__Excerpted passage__:
## START
# Let's talk strategy



## Hunterg (Aug 21, 2014)

Alright, been trying to schedule a bear hunt in N. GA for the last couple of years. I got little ones and live south of Atlanta so the trip takes some planning. Slipping away for an afternoon bear hunt is just not gonna happen. I’m coming up opening weekend, unless you advise strongly against and I’ve got a day scheduled between now and then to come up and scout. I know, a whole day. I’m hoping to scout most of N. GA that day… we’ll see how it goes. Ok, I know that one day is nothing, but it’s all I got. I just wanna give it the best I got, and if it’s a bust, I got to spend the weekend in the mountains and that’s really the reason I’m going anyway. Seeing bears, possibly getting a shot on a bear would just be a huge bonus. That being said, I’m gonna give it a 100%.

Let’s talk a little strategy. I’m not a bear hunter, long time deer hunter. Do the same strategies that apply to deer hunting apply to bear hunting, i.e. the wind, travel corridors, food sources, bedding areas? Should I try to spot and stalk or still hunt, and then what about the wind? Are bears just as wary of human odors as deer? I’ve got some ideas and picked up some tips from some of you but I feel a bit unprepared as far as strategy is concerned.

I’m not sure about where I’m going yet. The guy I’m going hunting with told me about an area he came across while kayaking. I don’t remember whether he said he saw them or just found a lot of sign along the river banks. My concern is that all that sign he found back during the summer may not be there as the weather is changing and food sources are different. Like I said we are going to go and scout a couple of areas closer to the opener to see if they are still around. I’m kinda worried they may have moved to higher elevations, do you have any thoughts?

I think this forum is great. There’s a great group of contributors and I appreciate the advice. PM’s welcomed by the way. I’ll do my best to return the favor.


----------



## Etoncathunter (Aug 21, 2014)

First of all good luck. Bow opener or gun? You should check out the video in the sticky post here:
http://forum.gon.com/showthread.php?t=566596
I think early bow you can still target soft mast trees, closer to gun season and on they move more to and follow the oaks.


----------



## tree cutter 08 (Aug 21, 2014)

I would think that scouting the river would be a bust. He probably just saw some tracks. Bears are in search of acorns now. It's about time for them to start climbing pretty soon. Look for white oaks with climbing sign or feeding sign on the ground. If you find several piles of bear mess that's fresh that's where I'd set up and hunt. Since you got 1 day to scout I'd wait closer to season or be sure there's enough food to last till opening weekend. Your wasting time if there's no food or feeding sign.


----------



## goshenmountainman (Aug 22, 2014)

I have seen tons of bear in my life, none have been near rivers. I have seen two swimming lakes and one running up a creek with 6 hounds in hot pursuit. All the rest have been on white oak rides and saddles eating white oak acorns. If your limited on time your best bet is to walk ridges and look for dropping white oaks. In the mountains if you can find some white oaks the bear will be there on opening day of bow season.
## END
__Required work__:
A. Decide whether each statement agrees with the bear hunting thread, answering yes or no and quoting the words from the thread that settle it: (i) The first poster is a longtime deer hunter but not a bear hunter. (ii) According to goshenmountainman, most of the bears seen were near rivers. (iii) tree cutter 08 would set up and hunt where several fresh piles of bear mess turn up.
B. Reproduce the stretch of the bear hunting thread from "I would think" through "(Aug 22, 2014)".
Use only the bear hunting thread to respond.

__Data excerpts__:
## START
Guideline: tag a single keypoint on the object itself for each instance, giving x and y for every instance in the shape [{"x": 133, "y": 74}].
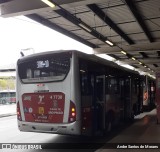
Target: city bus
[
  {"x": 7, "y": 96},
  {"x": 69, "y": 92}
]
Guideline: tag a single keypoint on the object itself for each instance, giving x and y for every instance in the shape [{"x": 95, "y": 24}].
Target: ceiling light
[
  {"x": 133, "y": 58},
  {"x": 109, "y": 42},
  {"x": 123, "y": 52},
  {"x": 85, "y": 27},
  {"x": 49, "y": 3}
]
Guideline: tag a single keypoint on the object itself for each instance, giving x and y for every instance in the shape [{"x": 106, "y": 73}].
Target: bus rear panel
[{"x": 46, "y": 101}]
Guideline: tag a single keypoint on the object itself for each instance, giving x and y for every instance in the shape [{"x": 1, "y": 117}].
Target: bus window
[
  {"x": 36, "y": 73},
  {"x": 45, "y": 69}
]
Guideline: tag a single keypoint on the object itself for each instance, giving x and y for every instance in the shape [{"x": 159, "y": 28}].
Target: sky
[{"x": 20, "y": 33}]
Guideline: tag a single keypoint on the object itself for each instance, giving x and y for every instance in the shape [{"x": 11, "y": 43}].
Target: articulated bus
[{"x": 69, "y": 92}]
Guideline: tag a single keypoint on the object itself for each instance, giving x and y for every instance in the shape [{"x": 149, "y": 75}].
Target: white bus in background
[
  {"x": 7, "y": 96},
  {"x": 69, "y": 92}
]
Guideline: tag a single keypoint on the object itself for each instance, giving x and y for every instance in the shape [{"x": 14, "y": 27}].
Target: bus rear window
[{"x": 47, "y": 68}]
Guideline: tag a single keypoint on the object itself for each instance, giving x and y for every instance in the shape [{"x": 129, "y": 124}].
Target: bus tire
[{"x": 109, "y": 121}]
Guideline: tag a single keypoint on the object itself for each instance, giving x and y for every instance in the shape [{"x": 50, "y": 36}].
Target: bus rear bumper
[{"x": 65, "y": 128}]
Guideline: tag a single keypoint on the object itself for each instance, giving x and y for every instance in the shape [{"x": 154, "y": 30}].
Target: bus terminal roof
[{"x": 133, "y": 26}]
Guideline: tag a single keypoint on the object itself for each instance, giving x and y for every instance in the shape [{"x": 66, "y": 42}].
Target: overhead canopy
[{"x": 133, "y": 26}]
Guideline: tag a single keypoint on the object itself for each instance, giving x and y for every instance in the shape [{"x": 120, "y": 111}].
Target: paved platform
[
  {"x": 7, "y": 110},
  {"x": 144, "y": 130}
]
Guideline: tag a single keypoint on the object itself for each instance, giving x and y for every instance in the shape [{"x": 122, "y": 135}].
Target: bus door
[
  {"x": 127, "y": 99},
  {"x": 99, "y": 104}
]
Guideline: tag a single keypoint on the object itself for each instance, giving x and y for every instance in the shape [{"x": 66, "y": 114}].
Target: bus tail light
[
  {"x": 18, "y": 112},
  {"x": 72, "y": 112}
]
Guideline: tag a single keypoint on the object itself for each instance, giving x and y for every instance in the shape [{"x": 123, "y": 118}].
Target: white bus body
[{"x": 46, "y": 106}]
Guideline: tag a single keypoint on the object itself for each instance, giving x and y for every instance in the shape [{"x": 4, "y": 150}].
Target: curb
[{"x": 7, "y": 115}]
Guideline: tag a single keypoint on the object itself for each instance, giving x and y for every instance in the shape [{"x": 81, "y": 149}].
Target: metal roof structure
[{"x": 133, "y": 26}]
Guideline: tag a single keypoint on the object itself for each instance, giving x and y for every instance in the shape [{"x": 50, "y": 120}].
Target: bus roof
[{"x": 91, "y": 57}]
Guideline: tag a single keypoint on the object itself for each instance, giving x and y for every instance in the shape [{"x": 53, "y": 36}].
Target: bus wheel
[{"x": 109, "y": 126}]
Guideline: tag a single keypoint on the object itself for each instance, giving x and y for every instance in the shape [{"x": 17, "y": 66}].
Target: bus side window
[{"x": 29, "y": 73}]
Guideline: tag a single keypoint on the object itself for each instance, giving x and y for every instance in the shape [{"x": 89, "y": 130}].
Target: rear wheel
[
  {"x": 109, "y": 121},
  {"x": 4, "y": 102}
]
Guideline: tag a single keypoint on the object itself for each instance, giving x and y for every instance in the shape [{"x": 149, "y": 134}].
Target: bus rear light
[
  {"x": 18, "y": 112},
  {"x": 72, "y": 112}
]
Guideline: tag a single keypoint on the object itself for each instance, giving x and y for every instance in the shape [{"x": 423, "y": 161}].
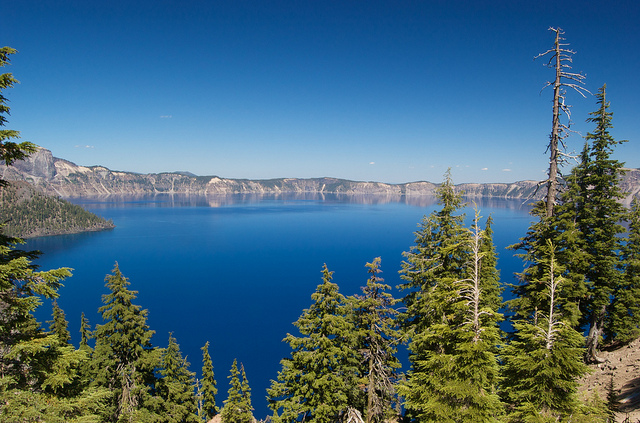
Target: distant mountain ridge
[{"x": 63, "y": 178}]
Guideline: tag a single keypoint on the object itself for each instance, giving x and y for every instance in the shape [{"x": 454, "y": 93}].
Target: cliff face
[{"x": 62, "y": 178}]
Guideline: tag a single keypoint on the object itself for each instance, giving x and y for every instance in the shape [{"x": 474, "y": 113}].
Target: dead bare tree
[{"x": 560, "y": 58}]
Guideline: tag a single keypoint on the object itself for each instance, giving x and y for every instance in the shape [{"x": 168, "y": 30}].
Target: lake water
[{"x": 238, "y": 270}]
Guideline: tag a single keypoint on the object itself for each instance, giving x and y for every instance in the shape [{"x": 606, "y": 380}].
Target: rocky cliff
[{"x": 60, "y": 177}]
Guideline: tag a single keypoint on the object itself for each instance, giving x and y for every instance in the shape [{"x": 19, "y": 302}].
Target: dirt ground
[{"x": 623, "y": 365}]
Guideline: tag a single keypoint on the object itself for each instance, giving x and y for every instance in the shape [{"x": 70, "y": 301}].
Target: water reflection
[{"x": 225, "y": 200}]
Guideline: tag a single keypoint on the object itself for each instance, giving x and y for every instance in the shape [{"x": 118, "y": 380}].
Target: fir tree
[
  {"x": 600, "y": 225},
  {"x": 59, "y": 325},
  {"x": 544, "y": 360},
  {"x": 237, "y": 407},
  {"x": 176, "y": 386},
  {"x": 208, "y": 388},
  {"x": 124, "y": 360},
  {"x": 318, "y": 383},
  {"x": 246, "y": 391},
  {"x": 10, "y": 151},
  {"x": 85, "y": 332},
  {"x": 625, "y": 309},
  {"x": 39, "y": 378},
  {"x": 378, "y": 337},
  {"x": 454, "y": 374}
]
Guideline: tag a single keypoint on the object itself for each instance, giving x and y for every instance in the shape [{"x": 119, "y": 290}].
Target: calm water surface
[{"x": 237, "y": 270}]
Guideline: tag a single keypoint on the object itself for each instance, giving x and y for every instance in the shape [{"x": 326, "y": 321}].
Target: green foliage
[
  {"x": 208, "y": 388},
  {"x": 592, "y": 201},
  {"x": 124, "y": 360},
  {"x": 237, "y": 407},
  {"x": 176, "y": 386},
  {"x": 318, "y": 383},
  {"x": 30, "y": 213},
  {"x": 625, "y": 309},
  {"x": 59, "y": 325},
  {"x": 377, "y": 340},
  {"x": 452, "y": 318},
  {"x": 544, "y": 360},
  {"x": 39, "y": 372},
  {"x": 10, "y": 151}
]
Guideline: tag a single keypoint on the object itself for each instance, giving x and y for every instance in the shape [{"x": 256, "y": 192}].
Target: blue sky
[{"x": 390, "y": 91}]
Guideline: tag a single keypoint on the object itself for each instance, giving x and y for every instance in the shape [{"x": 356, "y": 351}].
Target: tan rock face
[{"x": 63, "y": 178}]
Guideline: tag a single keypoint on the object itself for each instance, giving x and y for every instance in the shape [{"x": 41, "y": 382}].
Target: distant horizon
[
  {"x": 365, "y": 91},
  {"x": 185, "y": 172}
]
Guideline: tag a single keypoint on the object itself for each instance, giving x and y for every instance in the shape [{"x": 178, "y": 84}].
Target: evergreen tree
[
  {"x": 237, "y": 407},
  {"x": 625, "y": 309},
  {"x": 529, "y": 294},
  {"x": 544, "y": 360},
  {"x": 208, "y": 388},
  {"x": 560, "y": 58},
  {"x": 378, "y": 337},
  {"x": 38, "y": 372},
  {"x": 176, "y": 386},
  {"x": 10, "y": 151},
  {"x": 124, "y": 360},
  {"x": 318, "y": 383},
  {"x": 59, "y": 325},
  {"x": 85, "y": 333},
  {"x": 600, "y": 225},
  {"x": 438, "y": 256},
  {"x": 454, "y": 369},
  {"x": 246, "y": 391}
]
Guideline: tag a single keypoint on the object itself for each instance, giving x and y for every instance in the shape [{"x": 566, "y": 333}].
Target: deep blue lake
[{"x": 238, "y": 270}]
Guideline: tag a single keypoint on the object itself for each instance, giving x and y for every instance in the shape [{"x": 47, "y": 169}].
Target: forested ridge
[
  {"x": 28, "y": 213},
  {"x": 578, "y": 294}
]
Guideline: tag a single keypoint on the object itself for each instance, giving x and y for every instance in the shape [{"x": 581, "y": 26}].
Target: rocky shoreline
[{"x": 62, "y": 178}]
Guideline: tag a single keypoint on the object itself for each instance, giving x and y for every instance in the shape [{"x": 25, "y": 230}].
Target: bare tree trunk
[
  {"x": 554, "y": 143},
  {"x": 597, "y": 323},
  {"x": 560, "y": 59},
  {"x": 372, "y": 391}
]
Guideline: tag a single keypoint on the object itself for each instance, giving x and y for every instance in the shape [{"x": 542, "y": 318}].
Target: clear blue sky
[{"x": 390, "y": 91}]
## END
__Solutions by task__:
A.
(i) Yes: "I’m not a bear hunter, long time deer hunter."
(ii) No: "I have seen tons of bear in my life, none have been near rivers."
(iii) Yes: "If you find several piles of bear mess that's fresh that's where I'd set up and hunt."

B.
I would think that scouting the river would be a bust. He probably just saw some tracks. Bears are in search of acorns now. It's about time for them to start climbing pretty soon. Look for white oaks with climbing sign or feeding sign on the ground. If you find several piles of bear mess that's fresh that's where I'd set up and hunt. Since you got 1 day to scout I'd wait closer to season or be sure there's enough food to last till opening weekend. Your wasting time if there's no food or feeding sign.


----------



## goshenmountainman (Aug 22, 2014)